#### Listed entries

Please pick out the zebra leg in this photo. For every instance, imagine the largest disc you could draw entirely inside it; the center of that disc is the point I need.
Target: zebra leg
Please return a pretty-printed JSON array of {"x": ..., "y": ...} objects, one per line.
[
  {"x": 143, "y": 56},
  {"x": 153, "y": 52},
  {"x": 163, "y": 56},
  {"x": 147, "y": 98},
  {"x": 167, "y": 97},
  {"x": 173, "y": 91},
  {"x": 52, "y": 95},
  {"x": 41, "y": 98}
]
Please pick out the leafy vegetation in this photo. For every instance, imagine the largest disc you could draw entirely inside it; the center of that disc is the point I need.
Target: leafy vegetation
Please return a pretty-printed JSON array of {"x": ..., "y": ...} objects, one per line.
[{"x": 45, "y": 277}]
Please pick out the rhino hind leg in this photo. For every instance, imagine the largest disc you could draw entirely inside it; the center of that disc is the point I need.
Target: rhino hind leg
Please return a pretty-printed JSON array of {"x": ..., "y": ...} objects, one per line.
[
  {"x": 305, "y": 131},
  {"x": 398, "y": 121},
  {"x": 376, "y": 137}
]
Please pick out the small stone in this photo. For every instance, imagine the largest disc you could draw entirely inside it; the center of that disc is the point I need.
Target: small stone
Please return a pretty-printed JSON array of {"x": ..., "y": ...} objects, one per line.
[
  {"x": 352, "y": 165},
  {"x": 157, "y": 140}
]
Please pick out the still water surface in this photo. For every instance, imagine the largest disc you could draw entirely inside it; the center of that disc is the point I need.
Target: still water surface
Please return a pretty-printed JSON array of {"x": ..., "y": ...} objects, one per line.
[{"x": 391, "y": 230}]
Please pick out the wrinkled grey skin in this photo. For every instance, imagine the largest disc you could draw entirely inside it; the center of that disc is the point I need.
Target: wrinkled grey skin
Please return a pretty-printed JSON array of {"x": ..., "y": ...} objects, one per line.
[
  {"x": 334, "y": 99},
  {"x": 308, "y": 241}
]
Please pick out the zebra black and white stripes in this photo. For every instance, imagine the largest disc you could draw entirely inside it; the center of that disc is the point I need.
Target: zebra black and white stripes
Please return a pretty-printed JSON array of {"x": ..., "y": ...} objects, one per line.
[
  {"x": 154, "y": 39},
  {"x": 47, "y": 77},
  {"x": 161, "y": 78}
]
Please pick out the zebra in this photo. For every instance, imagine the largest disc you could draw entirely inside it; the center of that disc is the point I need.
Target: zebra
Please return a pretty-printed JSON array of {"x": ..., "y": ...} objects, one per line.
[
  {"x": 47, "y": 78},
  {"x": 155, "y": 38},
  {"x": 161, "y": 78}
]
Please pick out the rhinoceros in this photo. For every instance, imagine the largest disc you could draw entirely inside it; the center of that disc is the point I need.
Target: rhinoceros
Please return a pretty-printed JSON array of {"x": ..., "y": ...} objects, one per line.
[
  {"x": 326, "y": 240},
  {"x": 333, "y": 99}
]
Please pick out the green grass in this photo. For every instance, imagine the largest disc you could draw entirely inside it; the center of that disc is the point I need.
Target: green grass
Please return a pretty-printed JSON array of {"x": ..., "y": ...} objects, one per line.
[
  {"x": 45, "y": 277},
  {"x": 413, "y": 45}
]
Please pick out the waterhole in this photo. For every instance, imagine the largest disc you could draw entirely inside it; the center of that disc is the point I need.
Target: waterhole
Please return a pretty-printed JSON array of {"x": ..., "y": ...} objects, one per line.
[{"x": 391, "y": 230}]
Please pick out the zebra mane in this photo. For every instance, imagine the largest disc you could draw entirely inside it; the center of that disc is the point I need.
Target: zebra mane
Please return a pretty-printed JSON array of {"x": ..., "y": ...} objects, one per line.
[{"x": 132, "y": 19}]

########

- **The problem**:
Scale the lines between the one containing "Please pick out the zebra mane" and the end of the location identification entries, inclusive, and write them out again with the requests included. Multiply every coordinate in the answers by 1.65 and round each to a whole number, with halves rounded up.

- **Response for this exercise**:
Please pick out the zebra mane in this photo. For every instance, imagine the largest disc you could draw entirely inside it; the center of that disc is the point I need.
Target: zebra mane
Please return a pretty-printed JSON array of {"x": ..., "y": ...} objects, one per line.
[{"x": 218, "y": 31}]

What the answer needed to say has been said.